-- begin SELECTION --
The Book Smugglers is the nearly unbelievable story of ghetto residents who rescued thousands of rare books and manuscripts—first from the Nazis and then from the Soviets—by hiding them on their bodies, burying them in bunkers, and smuggling them across borders. It is a tale of heroism and resistance, of friendship and romance, and of unwavering devotion—including the readiness to risk one’s life—to literature and art. And it is entirely true. Based on Jewish, German, and Soviet documents, including diaries, letters, memoirs, and the author’s interviews with several of the story’s participants, The Book Smugglers chronicles the daring activities of a group of poets turned partisans and scholars turned smugglers in Vilna, “The Jerusalem of Lithuania.”

Hear from David E. Fishman as describes what has been hailed as"Monuments Men for book lovers" and "first rate scholarship that pulses with the beat of a most human heart."

Supported by the generosity of the Kaye Family.

Co-sponsored by Columbia University's Department of History and Institute for Social and Economic Research and Policy (ISERP). This event is part of Carnegie Hall’s Migrations: The Making of America festival.
-- end SELECTION --
-- begin RECORDED INFORMATION --
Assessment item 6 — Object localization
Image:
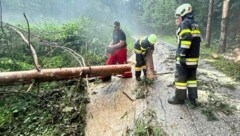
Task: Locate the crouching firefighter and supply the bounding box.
-- end RECORDED INFORMATION --
_CHALLENGE 1_
Write out the part of the Book Smugglers description that begins at the words "Co-sponsored by Columbia" and ends after "of America festival.".
_CHALLENGE 2_
Based on the Book Smugglers description, answer yes or no to each statement and quote the words that decide it: (a) The author interviewed some of the people involved in the story. (b) The books and manuscripts were rescued only from the Nazis. (c) The event belongs to a festival called Migrations: The Making of America.
The material has nothing to do with the text.

_WORKED ANSWER 1_
Co-sponsored by Columbia University's Department of History and Institute for Social and Economic Research and Policy (ISERP). This event is part of Carnegie Hall’s Migrations: The Making of America festival.

_WORKED ANSWER 2_
(a) Yes: "the author’s interviews with several of the story’s participants"
(b) No: "first from the Nazis and then from the Soviets"
(c) Yes: "This event is part of Carnegie Hall’s Migrations: The Making of America festival."